▶ _Consigne écrite A_:
D'après l'entretien sur les Restos du Cœur, combien de repas par personne et par semaine l'association distribuera-t-elle désormais ?

▶ _Texte extrait_:
Au niveau national, sur l’exercice 2022-2023, les Restos du Cœur ont accueilli 1,3 million de personnes et distribué gratuitement 171 millions de repas. C’est-à-dire une augmentation importante de 200 000 personnes supplémentaires qui ont eu besoin des Restos et 30 millions de repas de plus par rapport à l’année précédente. Dans le département du Doubs, la tendance est malheureusement la même : 10 578 personnes soit 2 364 de plus que l’année précédente et 1 676 550 repas distribués soit 359 787 de plus. Une hausse qui se poursuit année après année.

 

Une augmentation impressionnante en effet…comment faites-vous face ?

Cela représente une hausse de 27%. Il s’agit de la progression la plus massive et la plus brutale de l’histoire de l’association. La pauvreté et la précarité progressent plus que jamais. Notre mission est donc de plus en plus difficile à mener à bien pour venir en aide comme nous l’avons toujours fait jusqu’à présent à toutes les personnes en difficulté.

Le président des Restos l’a annoncé au niveau national et je relaie cet appel au niveau local : nous avons besoin de plus de dons, financiers ou en nature de la part des particuliers qui le peuvent mais aussi des entreprises. Nous avons également besoin de bénévoles supplémentaires dans quasiment tous nos centres d’accueil et dans notre entrepôt de Miserey Salines.

 

Les Restos du Cœur sont-ils en péril ?

Notre 39ème campagne qui vient de s’ouvrir est pleine d’incertitudes. Nous achetons un tiers des denrées que nous distribuons. Or, avec l’inflation que nous subissons donc aussi en tant qu’acheteur, la situation est difficile. Il est impossible de continuer dans de telles conditions comme par le passé. D’où les mesures annoncées par notre président national. D’abord, nous ne mettons pas en place le barème hiver, plus accessible que celui d’été, qui ferait encore augmenter le nombre de bénéficiaires, un afflux que nous ne pourrions pas absorber. Et bien malgré nous, nous ne distribuerons plus que quatre repas par personne par semaine au lieu de six…

 

Où sont situés les Restos dans le Doubs ?

▶ _Consigne écrite B_:
Renvoyez chaque ligne des enregistrements ci-dessous qui contient la chaîne « below ». La casse compte.

▶ _Enregistrements de points étiquetés_:
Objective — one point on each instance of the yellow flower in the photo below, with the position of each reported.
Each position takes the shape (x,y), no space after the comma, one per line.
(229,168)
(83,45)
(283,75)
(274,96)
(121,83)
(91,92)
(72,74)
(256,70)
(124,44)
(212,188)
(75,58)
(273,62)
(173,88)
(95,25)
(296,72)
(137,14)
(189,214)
---
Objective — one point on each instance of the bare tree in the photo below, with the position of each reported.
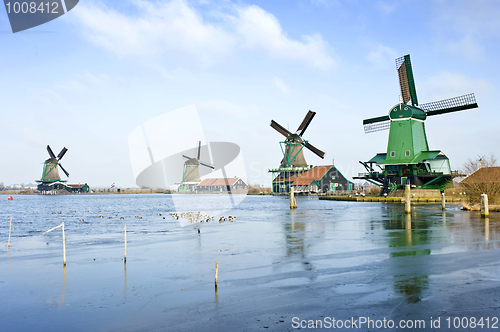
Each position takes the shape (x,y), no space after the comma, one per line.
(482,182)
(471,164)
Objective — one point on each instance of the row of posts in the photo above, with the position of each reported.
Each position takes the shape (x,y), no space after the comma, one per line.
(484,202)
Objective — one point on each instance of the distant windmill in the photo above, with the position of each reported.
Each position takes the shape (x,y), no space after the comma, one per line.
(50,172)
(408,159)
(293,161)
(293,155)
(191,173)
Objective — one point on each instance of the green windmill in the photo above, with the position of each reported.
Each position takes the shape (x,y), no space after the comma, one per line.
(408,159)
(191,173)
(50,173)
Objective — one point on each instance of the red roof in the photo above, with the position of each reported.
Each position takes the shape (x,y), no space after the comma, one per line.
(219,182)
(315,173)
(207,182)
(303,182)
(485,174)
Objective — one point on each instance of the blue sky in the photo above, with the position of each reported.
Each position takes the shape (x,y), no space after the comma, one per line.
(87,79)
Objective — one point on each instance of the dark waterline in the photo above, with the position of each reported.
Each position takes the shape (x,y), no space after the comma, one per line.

▶ _Résultat attendu A_:
Quatre repas par personne et par semaine, au lieu de six.

▶ _Résultat attendu B_:
Objective — one point on each instance of the yellow flower in the photo below, with the position of each reported.
Objective — one point on each instance of the bare tree in the photo below, with the position of each reported.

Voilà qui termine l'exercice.